» Exercise instructions
Every single entry must be restated word for word.

──────────

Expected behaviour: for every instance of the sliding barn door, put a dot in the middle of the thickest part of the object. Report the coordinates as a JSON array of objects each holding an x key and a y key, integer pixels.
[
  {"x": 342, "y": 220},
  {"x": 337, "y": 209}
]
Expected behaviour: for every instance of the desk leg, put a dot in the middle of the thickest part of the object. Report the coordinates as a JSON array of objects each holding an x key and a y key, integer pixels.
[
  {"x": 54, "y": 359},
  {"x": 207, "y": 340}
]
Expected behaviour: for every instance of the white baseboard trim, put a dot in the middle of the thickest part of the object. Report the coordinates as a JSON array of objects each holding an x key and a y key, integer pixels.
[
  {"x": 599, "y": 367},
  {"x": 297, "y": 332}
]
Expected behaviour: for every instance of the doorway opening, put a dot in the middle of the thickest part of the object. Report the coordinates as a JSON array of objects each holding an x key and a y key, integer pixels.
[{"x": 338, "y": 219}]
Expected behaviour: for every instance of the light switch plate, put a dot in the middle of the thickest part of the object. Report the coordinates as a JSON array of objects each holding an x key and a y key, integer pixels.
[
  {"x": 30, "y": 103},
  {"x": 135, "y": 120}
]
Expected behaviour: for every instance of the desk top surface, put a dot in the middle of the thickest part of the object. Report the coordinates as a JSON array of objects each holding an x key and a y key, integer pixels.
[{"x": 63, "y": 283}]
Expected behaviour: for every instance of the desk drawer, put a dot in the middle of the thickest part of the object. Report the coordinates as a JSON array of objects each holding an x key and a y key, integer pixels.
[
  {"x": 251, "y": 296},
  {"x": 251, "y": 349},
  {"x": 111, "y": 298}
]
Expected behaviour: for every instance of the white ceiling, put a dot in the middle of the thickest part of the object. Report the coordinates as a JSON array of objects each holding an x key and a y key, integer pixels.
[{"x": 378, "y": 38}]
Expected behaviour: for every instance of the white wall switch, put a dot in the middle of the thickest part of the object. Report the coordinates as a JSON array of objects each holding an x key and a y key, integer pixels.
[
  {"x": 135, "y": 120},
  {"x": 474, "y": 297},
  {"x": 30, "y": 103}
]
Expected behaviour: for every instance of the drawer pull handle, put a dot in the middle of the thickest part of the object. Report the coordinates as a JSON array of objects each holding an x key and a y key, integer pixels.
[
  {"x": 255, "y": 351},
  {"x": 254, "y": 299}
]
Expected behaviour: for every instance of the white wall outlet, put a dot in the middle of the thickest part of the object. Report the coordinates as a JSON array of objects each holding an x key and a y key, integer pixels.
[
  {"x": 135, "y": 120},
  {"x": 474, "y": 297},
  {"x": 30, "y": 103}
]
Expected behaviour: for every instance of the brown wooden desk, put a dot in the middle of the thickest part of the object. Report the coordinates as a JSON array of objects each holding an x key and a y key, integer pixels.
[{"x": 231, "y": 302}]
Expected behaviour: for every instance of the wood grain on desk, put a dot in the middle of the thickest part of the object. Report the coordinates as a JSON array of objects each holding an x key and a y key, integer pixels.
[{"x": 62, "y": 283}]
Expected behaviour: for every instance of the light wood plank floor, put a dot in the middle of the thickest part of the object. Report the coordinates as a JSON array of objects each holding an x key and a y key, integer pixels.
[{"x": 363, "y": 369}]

──────────

» Answer box
Expected behaviour: for every instance of the sliding barn door, put a dot in the middle of the thickest part of the object. Report the coordinates as a JSON array of objects each holding an x key and a y key, integer pixels.
[
  {"x": 342, "y": 220},
  {"x": 337, "y": 209}
]
Expected behaviour: for every instance of the desk leg, put a dot in the middle of the thickest part of the object. Report the coordinates as a JSON array of objects each holding an x key and a y key, integer pixels.
[
  {"x": 54, "y": 359},
  {"x": 207, "y": 340}
]
Expected behaviour: for every instance of the white baseboard trim, put a dot in the middle of the thickest part of the object. Report the coordinates as a JSON array of objects each holding an x key and a y key, integer pixels.
[
  {"x": 599, "y": 367},
  {"x": 297, "y": 332}
]
Expected behaviour: for every instance of the doorway opening, put a dot in the middle of the thickest part of the object. Report the coordinates as a JSON array of objects each holding an x key and a y key, integer pixels.
[{"x": 338, "y": 219}]
Expected behaviour: for every instance of the light switch plate, put a dot in the middle of the thickest part of the object. Report the coordinates as a JSON array of objects each holding an x key and a y key, integer pixels.
[
  {"x": 30, "y": 103},
  {"x": 135, "y": 120}
]
Expected behaviour: for every instance of the desk top surface, put a dot in the middle of the thickest part of the object. Report the coordinates as a JSON array of objects each holding an x key and a y key, integer pixels.
[{"x": 63, "y": 283}]
Expected behaviour: for every instance of the desk drawer, put a dot in the middle of the thickest part of the object. Report the coordinates as a JSON array of objects each holding an x key and a y key, integer pixels.
[
  {"x": 251, "y": 296},
  {"x": 251, "y": 349},
  {"x": 111, "y": 298}
]
Expected behaviour: for every instance of the white ceiling, put a dot in the middle of the thickest part of the object. Report the coordinates as a JSON array of objects each holding an x key and a y key, integer pixels.
[{"x": 378, "y": 38}]
Expected behaviour: for every instance of the white wall switch, put a dot in the middle of the thickest part of the object. Report the coordinates as a JSON array of objects each holding an x key and a y key, integer pixels.
[
  {"x": 135, "y": 120},
  {"x": 474, "y": 297},
  {"x": 30, "y": 103}
]
Expected behaviour: for every instance of the drawer pull handle, put a dot in the middle of the thickest part of the object. Report the coordinates as a JSON array of objects each holding an x key and a y key, integer pixels.
[
  {"x": 255, "y": 351},
  {"x": 254, "y": 299}
]
Expected behaviour: for every instance of the white wall outlet, put a dot in the middle of the thickest part of the object. Report the coordinates as a JSON array of objects each holding an x key and a y key, integer pixels.
[
  {"x": 135, "y": 120},
  {"x": 474, "y": 297},
  {"x": 30, "y": 103}
]
Expected behaviour: for every instance of the brown wooden desk, put a dot in the middle of the thickest part of the object. Report the coordinates as a JSON array of objects each holding an x key and a y key, integer pixels.
[{"x": 231, "y": 302}]
Expected behaviour: for every instance of the wood grain on desk, put a dot in the middle of the thickest part of the object. Report the coordinates as a JSON array of objects each holding an x key and a y key, integer pixels.
[{"x": 62, "y": 283}]
Expected behaviour: for every instance of the light wood plank floor, put a dot in the middle of the thickest part of the object. Report the coordinates as a JSON array of objects each holding an x key and a y key, integer pixels.
[{"x": 363, "y": 369}]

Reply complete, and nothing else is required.